DATA IN THIS EXERCISE:
>>>>>

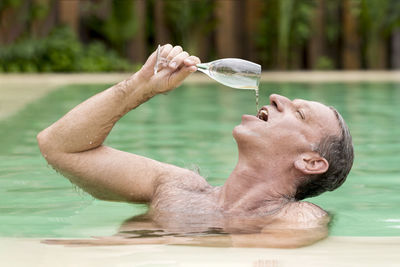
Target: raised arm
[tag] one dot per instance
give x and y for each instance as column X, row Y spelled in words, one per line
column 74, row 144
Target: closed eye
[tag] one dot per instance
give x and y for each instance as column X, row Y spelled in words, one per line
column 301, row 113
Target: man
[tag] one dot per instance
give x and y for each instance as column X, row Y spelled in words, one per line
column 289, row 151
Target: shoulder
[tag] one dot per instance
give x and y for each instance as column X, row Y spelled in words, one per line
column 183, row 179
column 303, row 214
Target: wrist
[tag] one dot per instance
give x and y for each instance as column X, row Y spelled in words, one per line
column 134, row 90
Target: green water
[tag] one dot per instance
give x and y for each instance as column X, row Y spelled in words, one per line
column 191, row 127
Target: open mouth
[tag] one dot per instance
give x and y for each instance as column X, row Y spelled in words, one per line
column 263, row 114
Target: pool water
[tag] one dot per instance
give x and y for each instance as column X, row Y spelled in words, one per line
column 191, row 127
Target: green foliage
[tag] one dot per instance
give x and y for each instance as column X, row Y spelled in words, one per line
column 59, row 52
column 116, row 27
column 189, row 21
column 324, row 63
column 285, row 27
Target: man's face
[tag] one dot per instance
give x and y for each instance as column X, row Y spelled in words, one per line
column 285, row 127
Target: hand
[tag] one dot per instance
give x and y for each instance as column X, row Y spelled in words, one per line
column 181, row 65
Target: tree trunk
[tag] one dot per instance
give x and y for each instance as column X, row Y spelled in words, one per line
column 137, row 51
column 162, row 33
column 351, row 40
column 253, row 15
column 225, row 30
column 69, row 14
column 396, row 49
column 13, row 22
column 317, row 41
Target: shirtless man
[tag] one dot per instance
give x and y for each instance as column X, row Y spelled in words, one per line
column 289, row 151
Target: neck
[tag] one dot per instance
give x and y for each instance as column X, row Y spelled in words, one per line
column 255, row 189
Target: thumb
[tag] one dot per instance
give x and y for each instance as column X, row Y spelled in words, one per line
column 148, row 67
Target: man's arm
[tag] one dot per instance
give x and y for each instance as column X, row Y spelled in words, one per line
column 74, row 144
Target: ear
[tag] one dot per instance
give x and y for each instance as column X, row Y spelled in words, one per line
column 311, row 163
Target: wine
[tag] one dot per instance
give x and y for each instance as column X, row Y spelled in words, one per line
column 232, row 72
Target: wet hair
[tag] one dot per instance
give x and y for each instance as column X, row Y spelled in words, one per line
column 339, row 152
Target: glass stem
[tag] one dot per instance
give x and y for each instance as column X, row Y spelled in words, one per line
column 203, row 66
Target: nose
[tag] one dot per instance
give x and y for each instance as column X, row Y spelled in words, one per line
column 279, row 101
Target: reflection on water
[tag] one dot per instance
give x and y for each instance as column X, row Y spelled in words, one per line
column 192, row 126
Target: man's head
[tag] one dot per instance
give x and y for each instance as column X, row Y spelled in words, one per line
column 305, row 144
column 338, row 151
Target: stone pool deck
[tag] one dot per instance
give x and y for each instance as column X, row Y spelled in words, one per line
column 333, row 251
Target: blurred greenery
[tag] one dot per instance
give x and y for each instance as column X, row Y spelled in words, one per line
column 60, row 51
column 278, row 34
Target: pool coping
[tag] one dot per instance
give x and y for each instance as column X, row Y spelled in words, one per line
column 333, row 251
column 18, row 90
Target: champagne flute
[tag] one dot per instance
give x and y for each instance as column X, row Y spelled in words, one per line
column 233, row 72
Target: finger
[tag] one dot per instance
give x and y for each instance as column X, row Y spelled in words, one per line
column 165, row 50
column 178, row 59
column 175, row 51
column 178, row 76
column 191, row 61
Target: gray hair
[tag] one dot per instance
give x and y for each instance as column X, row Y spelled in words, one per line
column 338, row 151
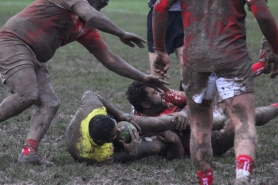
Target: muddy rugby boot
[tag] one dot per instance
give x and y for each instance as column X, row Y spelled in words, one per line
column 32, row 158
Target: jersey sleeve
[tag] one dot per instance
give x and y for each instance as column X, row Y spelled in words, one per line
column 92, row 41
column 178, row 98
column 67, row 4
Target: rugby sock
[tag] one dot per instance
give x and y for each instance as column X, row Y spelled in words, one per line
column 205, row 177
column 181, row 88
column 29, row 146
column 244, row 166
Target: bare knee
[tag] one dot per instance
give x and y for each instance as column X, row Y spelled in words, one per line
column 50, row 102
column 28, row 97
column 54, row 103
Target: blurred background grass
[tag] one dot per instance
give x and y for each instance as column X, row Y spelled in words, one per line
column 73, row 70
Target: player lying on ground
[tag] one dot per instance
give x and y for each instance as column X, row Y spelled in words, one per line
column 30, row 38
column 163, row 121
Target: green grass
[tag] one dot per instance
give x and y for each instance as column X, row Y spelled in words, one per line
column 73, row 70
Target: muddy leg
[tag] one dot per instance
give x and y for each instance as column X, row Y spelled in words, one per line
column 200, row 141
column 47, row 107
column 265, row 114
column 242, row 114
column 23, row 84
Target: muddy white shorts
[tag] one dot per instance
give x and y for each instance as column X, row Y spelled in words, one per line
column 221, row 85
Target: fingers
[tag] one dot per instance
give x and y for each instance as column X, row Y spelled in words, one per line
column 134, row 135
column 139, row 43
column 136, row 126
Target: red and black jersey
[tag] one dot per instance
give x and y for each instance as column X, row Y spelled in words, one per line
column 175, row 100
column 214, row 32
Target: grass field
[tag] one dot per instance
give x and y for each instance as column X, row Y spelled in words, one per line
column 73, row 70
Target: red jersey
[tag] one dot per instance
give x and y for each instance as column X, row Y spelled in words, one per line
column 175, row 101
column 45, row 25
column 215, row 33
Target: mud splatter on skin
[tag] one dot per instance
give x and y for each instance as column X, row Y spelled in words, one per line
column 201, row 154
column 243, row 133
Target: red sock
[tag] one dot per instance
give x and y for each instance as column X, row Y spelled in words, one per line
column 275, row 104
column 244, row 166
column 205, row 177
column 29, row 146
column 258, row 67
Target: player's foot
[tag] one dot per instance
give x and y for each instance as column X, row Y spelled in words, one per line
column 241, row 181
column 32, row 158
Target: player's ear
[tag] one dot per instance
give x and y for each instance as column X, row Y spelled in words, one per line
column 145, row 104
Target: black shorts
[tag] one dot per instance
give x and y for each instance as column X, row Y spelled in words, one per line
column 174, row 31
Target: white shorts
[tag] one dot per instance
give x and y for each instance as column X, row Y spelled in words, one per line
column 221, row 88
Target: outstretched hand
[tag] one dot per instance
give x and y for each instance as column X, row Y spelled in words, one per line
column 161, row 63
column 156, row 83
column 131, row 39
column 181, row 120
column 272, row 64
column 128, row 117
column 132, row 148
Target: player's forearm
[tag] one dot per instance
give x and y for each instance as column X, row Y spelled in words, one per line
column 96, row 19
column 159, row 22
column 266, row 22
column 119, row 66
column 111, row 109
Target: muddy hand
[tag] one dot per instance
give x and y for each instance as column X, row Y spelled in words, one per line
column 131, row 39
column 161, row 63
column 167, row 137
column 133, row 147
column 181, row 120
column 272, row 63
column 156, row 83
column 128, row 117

<<<<<

Filter the records above and return every line that holds the word "player".

Target: player lying on ground
Target: player's foot
Target: player's ear
Target: player's forearm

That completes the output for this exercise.